— Records for processing —
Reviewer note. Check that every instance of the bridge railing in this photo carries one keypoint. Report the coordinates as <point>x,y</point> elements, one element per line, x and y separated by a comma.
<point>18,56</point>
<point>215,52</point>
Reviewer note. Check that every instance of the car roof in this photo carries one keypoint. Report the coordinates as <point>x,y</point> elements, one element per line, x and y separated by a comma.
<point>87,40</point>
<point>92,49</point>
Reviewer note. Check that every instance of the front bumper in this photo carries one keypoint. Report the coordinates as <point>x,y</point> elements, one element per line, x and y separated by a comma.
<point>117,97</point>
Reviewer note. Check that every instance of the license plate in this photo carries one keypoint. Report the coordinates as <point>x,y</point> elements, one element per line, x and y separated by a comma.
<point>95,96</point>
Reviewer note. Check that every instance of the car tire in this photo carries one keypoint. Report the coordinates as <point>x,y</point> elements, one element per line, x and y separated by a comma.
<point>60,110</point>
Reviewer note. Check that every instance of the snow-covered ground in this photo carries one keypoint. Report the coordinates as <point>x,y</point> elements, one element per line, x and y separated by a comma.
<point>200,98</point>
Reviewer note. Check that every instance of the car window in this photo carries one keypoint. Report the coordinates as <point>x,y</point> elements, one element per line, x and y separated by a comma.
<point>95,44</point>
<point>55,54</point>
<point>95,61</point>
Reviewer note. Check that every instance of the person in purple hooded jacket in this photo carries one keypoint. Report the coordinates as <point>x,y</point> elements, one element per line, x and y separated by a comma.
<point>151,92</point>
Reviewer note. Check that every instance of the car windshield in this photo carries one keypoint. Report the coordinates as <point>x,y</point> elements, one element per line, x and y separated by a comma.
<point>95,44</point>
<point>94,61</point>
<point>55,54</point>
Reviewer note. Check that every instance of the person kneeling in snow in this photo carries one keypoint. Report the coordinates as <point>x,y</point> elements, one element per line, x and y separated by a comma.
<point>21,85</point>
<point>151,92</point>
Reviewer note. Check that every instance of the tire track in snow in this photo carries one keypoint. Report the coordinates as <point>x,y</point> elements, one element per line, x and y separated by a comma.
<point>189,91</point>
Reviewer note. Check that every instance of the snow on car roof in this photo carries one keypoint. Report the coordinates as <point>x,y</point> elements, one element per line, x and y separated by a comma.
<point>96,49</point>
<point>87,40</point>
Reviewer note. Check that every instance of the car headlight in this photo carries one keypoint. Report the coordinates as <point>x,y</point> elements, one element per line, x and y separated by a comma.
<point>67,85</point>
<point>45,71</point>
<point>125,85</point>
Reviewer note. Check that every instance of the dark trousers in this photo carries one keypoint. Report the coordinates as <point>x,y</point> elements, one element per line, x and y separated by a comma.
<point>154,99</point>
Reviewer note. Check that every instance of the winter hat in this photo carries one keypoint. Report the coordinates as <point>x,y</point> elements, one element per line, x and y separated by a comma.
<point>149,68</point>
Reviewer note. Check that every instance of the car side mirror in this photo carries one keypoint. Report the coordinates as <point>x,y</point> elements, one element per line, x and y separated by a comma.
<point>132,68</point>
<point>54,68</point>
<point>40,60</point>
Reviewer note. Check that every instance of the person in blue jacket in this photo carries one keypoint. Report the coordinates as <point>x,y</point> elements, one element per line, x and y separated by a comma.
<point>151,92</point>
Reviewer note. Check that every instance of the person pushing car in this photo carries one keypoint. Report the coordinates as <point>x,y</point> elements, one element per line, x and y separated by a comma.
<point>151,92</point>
==
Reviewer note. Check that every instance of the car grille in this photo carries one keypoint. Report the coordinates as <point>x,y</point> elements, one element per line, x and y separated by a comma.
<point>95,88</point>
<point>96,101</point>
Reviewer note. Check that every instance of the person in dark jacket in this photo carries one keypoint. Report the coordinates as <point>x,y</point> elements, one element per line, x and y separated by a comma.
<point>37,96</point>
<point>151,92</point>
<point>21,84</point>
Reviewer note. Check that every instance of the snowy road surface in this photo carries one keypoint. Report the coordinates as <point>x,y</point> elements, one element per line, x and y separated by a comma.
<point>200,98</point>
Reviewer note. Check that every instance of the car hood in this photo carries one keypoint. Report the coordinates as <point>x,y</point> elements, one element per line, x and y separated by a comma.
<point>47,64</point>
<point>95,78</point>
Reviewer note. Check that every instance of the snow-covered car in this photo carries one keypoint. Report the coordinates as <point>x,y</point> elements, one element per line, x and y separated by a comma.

— Exercise objective —
Given the records above, restate word for word only the lines starting at the one with "Reviewer note. Check that every instance of the car hood" and ending at the one with "Reviewer note. Check that every instance of the snow-covered car".

— Result of this exercise —
Reviewer note. Check that every instance of the car hood in this photo carries one keypoint. Report the coordinates as <point>x,y</point> elements, one element per line, x and y separated by a comma.
<point>47,64</point>
<point>95,78</point>
Reviewer note. Check that every instance of the snow-covered car in this photo carries one keypoint. Report the coordinates as <point>x,y</point> elements, one element per line, x and y separated by a comma.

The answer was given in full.